## Written problem 1
Read the post about photographing the moon at dusk and decide whether each statement agrees with it: (a) the long lens was mounted on a tripod; (b) the moon in the shot is overexposed; (c) the writer noticed the scene about ten minutes before taking the pictures. Answer each with yes or no and quote the deciding words of the post.

Just because, part 54

Stepped out at dusk last night, then stepped back in to get the camera and shoot a couple of frames.

nearly full moon at late twilight with intervening branches
Well, it was more than a couple, because I was both focusing manually and freehanding the long lens, trying for an exposure that would bright out the branches against the last light in the sky; I have a lot of discards. It would have been better about ten minutes earlier, though I hadn’t spotted it then. You can see that the moon is overexposed here, just barely retaining some of the surface detail, but I think it carries the idea well enough.

And another version, different exposure and framing.

## Written problem 2
Give every line of the rows below as a JSON list of strings, one string per line, skipping blank lines and leaving the pictures out.

## Extracted data
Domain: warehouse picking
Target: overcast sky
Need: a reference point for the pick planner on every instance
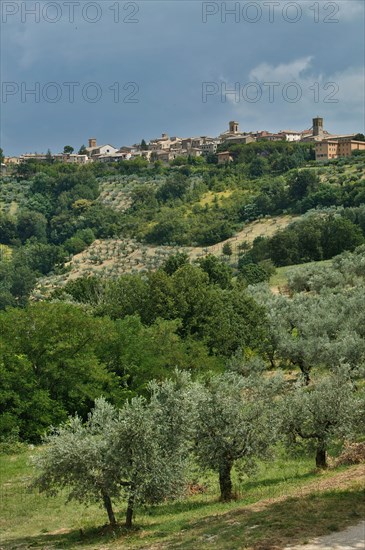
(123, 71)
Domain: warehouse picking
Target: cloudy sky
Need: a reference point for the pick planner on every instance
(123, 71)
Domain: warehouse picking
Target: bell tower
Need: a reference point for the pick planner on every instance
(317, 126)
(233, 127)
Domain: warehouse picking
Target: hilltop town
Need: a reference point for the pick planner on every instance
(165, 148)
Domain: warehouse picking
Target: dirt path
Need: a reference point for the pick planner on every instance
(350, 539)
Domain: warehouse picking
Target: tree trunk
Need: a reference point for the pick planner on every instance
(225, 481)
(109, 509)
(321, 457)
(129, 514)
(305, 372)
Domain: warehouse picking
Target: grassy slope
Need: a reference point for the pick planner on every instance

## Output 1
(a) No: "freehanding the long lens"
(b) Yes: "the moon is overexposed here"
(c) No: "though I hadn’t spotted it then"

## Output 2
[
  "Domain: warehouse picking",
  "Target: overcast sky",
  "Need: a reference point for the pick planner on every instance",
  "(123, 71)",
  "Domain: warehouse picking",
  "Target: cloudy sky",
  "Need: a reference point for the pick planner on every instance",
  "(123, 71)",
  "Domain: warehouse picking",
  "Target: bell tower",
  "Need: a reference point for the pick planner on every instance",
  "(317, 126)",
  "(233, 127)",
  "Domain: warehouse picking",
  "Target: hilltop town",
  "Need: a reference point for the pick planner on every instance",
  "(165, 148)",
  "Domain: warehouse picking",
  "Target: dirt path",
  "Need: a reference point for the pick planner on every instance",
  "(350, 539)",
  "Domain: warehouse picking",
  "Target: tree trunk",
  "Need: a reference point for the pick planner on every instance",
  "(225, 481)",
  "(109, 509)",
  "(321, 457)",
  "(129, 514)",
  "(305, 372)",
  "Domain: warehouse picking",
  "Target: grassy slope",
  "Need: a reference point for the pick planner on every instance"
]